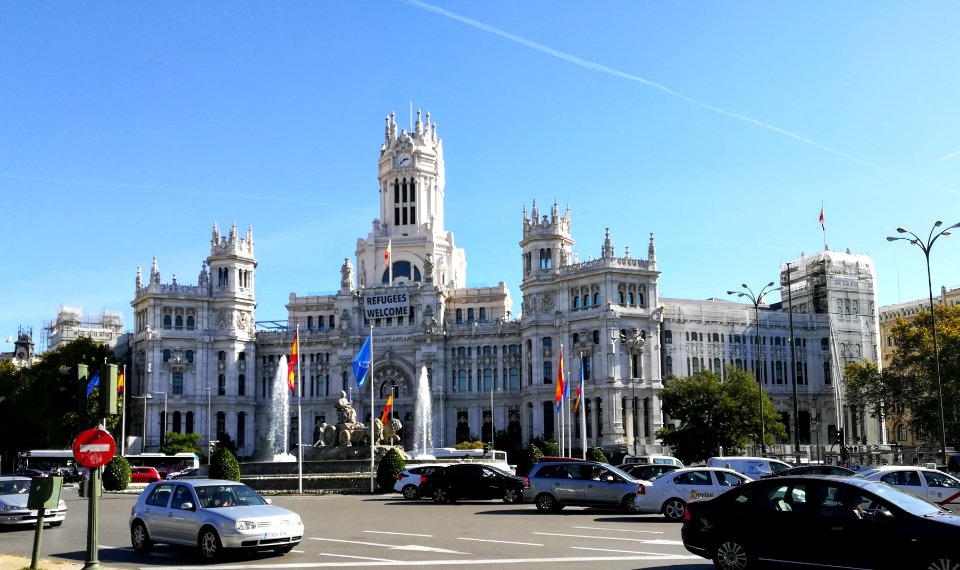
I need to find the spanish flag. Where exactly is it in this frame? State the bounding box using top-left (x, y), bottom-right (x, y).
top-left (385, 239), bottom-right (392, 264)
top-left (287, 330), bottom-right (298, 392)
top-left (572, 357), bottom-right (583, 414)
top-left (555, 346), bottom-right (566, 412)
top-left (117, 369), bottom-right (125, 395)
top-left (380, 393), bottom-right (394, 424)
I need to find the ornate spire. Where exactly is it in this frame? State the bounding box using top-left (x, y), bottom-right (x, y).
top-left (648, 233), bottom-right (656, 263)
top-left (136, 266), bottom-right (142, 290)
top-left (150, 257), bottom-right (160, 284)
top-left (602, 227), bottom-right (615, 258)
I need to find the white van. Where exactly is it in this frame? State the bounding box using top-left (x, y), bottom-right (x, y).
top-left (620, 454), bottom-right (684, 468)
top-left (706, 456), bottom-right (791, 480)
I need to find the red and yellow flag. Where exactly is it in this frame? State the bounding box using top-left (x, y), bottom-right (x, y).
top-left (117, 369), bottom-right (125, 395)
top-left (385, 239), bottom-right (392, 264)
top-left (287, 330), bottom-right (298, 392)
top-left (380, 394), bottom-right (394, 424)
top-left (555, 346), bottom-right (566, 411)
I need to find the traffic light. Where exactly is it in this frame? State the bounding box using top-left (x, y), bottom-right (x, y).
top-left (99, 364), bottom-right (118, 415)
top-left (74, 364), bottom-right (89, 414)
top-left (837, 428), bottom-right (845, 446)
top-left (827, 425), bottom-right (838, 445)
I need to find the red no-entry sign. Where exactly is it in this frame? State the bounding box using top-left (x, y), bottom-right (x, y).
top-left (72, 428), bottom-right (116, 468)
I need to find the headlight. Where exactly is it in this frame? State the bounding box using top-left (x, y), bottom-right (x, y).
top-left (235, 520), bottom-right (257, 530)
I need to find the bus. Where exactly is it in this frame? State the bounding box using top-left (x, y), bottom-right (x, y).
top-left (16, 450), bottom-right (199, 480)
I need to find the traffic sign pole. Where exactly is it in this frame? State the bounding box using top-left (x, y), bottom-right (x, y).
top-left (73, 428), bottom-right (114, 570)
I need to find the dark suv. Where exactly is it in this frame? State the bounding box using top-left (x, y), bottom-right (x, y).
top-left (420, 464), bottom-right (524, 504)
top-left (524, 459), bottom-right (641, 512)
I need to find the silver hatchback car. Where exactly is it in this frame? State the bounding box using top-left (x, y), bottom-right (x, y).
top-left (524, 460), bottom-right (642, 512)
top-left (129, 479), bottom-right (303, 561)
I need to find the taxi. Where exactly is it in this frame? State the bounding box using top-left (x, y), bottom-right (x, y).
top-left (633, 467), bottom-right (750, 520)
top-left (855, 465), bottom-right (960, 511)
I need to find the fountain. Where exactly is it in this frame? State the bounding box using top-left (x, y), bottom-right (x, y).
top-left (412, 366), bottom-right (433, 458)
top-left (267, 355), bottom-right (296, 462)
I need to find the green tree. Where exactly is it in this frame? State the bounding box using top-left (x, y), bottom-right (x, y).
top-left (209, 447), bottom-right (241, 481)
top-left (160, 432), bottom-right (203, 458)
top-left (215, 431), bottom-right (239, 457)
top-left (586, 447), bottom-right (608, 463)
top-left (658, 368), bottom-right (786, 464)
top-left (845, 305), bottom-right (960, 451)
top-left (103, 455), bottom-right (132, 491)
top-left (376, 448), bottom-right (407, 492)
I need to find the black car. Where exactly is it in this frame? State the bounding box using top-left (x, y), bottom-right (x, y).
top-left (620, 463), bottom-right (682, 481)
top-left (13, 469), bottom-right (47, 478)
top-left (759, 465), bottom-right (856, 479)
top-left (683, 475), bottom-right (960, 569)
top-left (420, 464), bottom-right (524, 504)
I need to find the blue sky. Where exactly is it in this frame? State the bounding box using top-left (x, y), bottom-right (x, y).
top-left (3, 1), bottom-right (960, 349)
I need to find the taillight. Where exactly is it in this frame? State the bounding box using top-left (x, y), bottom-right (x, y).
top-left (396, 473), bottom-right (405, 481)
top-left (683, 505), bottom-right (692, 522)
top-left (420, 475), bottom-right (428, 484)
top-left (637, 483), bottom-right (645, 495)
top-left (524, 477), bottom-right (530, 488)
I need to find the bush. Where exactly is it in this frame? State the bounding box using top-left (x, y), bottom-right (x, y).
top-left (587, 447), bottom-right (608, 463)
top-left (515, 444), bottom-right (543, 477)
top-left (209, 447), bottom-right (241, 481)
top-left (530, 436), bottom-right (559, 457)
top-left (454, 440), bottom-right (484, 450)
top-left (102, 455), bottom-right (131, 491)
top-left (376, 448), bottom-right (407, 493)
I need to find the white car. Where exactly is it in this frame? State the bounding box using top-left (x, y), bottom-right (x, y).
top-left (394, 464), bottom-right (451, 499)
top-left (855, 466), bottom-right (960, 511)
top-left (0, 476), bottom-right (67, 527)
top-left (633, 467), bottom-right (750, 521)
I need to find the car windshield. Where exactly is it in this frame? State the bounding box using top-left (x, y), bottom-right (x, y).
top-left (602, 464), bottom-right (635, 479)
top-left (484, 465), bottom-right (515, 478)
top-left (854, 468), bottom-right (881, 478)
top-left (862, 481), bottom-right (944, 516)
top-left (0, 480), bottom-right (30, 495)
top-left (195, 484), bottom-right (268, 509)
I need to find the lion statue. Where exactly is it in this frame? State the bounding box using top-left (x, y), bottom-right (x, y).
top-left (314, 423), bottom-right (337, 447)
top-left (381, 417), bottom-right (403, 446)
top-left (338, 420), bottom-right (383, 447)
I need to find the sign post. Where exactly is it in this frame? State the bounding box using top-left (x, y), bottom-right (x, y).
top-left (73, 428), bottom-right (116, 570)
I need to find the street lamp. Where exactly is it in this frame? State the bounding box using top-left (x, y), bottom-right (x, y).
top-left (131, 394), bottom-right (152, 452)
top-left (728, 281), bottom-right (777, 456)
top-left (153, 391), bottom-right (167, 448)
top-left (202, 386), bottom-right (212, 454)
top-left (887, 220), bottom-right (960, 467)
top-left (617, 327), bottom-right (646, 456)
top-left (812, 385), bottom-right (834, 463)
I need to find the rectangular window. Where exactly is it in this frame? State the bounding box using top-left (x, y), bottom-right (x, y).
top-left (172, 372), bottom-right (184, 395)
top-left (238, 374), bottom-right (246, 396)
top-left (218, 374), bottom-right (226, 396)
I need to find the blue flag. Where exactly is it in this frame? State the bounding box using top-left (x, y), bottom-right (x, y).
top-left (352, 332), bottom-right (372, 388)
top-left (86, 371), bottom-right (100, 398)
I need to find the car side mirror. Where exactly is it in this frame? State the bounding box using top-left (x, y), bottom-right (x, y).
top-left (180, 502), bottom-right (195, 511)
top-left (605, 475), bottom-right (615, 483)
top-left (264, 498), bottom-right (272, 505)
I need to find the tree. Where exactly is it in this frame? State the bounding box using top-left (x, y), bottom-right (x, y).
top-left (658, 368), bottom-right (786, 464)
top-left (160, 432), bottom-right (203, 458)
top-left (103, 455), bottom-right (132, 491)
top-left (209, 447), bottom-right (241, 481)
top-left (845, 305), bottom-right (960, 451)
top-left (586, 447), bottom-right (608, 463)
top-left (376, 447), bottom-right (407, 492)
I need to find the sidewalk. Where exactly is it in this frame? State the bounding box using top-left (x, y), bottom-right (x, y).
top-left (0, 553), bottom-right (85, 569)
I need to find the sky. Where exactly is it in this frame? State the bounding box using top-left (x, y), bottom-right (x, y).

──────

## Your instructions
Every record, from top to bottom, gets written out exactly; no picture goes into the copy.

## Answer space
I need to find the spanish flag. Where exactly is it in this frame? State the bounding box using top-left (x, y), bottom-right (x, y).
top-left (385, 239), bottom-right (392, 264)
top-left (287, 330), bottom-right (298, 392)
top-left (572, 357), bottom-right (583, 414)
top-left (555, 346), bottom-right (566, 412)
top-left (117, 369), bottom-right (125, 395)
top-left (380, 393), bottom-right (394, 424)
I need to find the ornate spire. Where exactly is it in this frame? State the bounding box using top-left (x, y), bottom-right (x, y).
top-left (648, 233), bottom-right (656, 263)
top-left (136, 266), bottom-right (142, 290)
top-left (150, 257), bottom-right (160, 284)
top-left (602, 227), bottom-right (615, 258)
I need to find the white van. Where exactly is it in this frame? State the bounding box using top-left (x, y), bottom-right (x, y).
top-left (620, 454), bottom-right (684, 468)
top-left (706, 456), bottom-right (791, 480)
I need to find the red and yellow flag. Where exactly is it in this frame? State the bounding box using top-left (x, y), bottom-right (x, y).
top-left (117, 369), bottom-right (125, 395)
top-left (385, 239), bottom-right (392, 264)
top-left (287, 330), bottom-right (298, 392)
top-left (380, 394), bottom-right (394, 424)
top-left (555, 346), bottom-right (566, 411)
I need to find the traffic light. Where exactly is it in this frame? State the bounding box using top-left (x, y), bottom-right (x, y).
top-left (99, 364), bottom-right (118, 415)
top-left (74, 364), bottom-right (89, 414)
top-left (837, 428), bottom-right (845, 446)
top-left (827, 425), bottom-right (838, 445)
I need to find the red no-entry sign. Where exactly is it in this frame? State the bounding box using top-left (x, y), bottom-right (x, y).
top-left (72, 428), bottom-right (116, 468)
I need to find the headlight. Where exactly is it in this frame? State the bounding box using top-left (x, y), bottom-right (x, y).
top-left (235, 520), bottom-right (257, 530)
I need to find the bus. Where exactly is it in this frame? State the bounding box using top-left (x, y), bottom-right (x, y).
top-left (16, 450), bottom-right (199, 480)
I need to find the traffic sign pole. Where exactly is it in this frame? State the bounding box using top-left (x, y), bottom-right (x, y).
top-left (73, 428), bottom-right (114, 570)
I need to find the dark suv. Where exactly is it in this frame? State the bounding box using top-left (x, y), bottom-right (x, y).
top-left (420, 464), bottom-right (524, 504)
top-left (524, 459), bottom-right (641, 512)
I need to find the silver hatchback car. Where exactly is it in this frame? State the bounding box using top-left (x, y), bottom-right (x, y).
top-left (524, 460), bottom-right (642, 512)
top-left (129, 479), bottom-right (303, 561)
I need to find the taxi. Where exactly is it in this frame? State the bounding box using top-left (x, y), bottom-right (x, y).
top-left (633, 467), bottom-right (750, 520)
top-left (855, 465), bottom-right (960, 511)
I need to find the fountain. Where exactly is it in this frame? State the bounding box using top-left (x, y), bottom-right (x, y).
top-left (412, 366), bottom-right (433, 458)
top-left (267, 355), bottom-right (296, 462)
I need to find the green tree. Where exactly is it in this frame? State the bounding box using top-left (x, y), bottom-right (x, y).
top-left (209, 447), bottom-right (241, 481)
top-left (160, 432), bottom-right (203, 458)
top-left (215, 431), bottom-right (239, 457)
top-left (586, 447), bottom-right (608, 463)
top-left (658, 368), bottom-right (786, 464)
top-left (845, 305), bottom-right (960, 451)
top-left (103, 455), bottom-right (132, 491)
top-left (376, 448), bottom-right (407, 492)
I need to find the black car. Where exactly is it in this frame? State the bounding box using top-left (x, y), bottom-right (x, y).
top-left (620, 463), bottom-right (682, 481)
top-left (13, 469), bottom-right (47, 478)
top-left (759, 465), bottom-right (856, 479)
top-left (683, 475), bottom-right (960, 569)
top-left (420, 464), bottom-right (524, 504)
I need to find the blue sky. Where exactly is it in this frame? State the bounding box using top-left (x, y), bottom-right (x, y).
top-left (3, 1), bottom-right (960, 349)
I need to find the taillight. Where exactly is it in this frame? State the bounding box using top-left (x, y), bottom-right (x, y).
top-left (396, 473), bottom-right (405, 481)
top-left (683, 505), bottom-right (692, 522)
top-left (420, 475), bottom-right (428, 484)
top-left (637, 483), bottom-right (645, 495)
top-left (524, 477), bottom-right (530, 488)
I need to find the bush. Where exactly is it in this frame? State the bounding box using top-left (x, y), bottom-right (x, y).
top-left (587, 447), bottom-right (608, 463)
top-left (515, 444), bottom-right (543, 477)
top-left (209, 447), bottom-right (241, 481)
top-left (530, 436), bottom-right (559, 457)
top-left (454, 440), bottom-right (484, 450)
top-left (102, 455), bottom-right (131, 491)
top-left (376, 448), bottom-right (407, 493)
I need to find the white car. Where exactly is it in this frame? State the bounding box using top-left (x, y), bottom-right (x, y).
top-left (394, 464), bottom-right (451, 499)
top-left (855, 466), bottom-right (960, 511)
top-left (0, 476), bottom-right (67, 527)
top-left (633, 467), bottom-right (750, 521)
I need to find the car windshield. Where exactly is it in this frame? State the bounding box using top-left (x, y), bottom-right (x, y).
top-left (602, 464), bottom-right (635, 479)
top-left (484, 465), bottom-right (515, 478)
top-left (854, 468), bottom-right (881, 478)
top-left (862, 481), bottom-right (944, 516)
top-left (0, 480), bottom-right (30, 495)
top-left (195, 484), bottom-right (268, 509)
I need to find the lion statue. Where exactly is it in this frame? State the bounding box using top-left (x, y), bottom-right (x, y).
top-left (314, 423), bottom-right (337, 447)
top-left (381, 417), bottom-right (403, 446)
top-left (338, 420), bottom-right (383, 447)
I need to find the sign post. Where exactly is it in this frame? State the bounding box using top-left (x, y), bottom-right (x, y).
top-left (73, 428), bottom-right (116, 570)
I need to find the street lamp. Where exactly is it in this frame? State the bounding box using top-left (x, y), bottom-right (x, y).
top-left (131, 394), bottom-right (152, 452)
top-left (728, 281), bottom-right (777, 456)
top-left (153, 391), bottom-right (167, 448)
top-left (202, 386), bottom-right (212, 454)
top-left (887, 220), bottom-right (960, 467)
top-left (617, 327), bottom-right (646, 456)
top-left (812, 385), bottom-right (834, 463)
I need to find the rectangular window. Where exactly is it in this frame? State the bounding box using top-left (x, y), bottom-right (x, y).
top-left (172, 372), bottom-right (184, 395)
top-left (238, 374), bottom-right (246, 396)
top-left (218, 374), bottom-right (226, 396)
I need to find the blue flag. Where exactly is it in this frame? State the bounding box using top-left (x, y), bottom-right (x, y).
top-left (352, 332), bottom-right (372, 388)
top-left (86, 371), bottom-right (100, 398)
I need to find the car side mirror. Where exactly is it in this frame? State the bounding box using top-left (x, y), bottom-right (x, y).
top-left (180, 502), bottom-right (195, 511)
top-left (605, 475), bottom-right (615, 483)
top-left (264, 498), bottom-right (272, 505)
I need to find the tree. Where exactly is it in this frame? State the bounding box using top-left (x, y), bottom-right (x, y).
top-left (658, 368), bottom-right (786, 464)
top-left (160, 432), bottom-right (203, 458)
top-left (103, 455), bottom-right (132, 491)
top-left (209, 447), bottom-right (241, 481)
top-left (845, 305), bottom-right (960, 451)
top-left (586, 447), bottom-right (608, 463)
top-left (376, 447), bottom-right (407, 492)
I need to find the sidewalk. Where exactly is it in this frame? State the bounding box using top-left (x, y), bottom-right (x, y).
top-left (0, 553), bottom-right (85, 569)
I need to find the sky. Where exactly is it in this frame? State the bounding box using top-left (x, y), bottom-right (x, y).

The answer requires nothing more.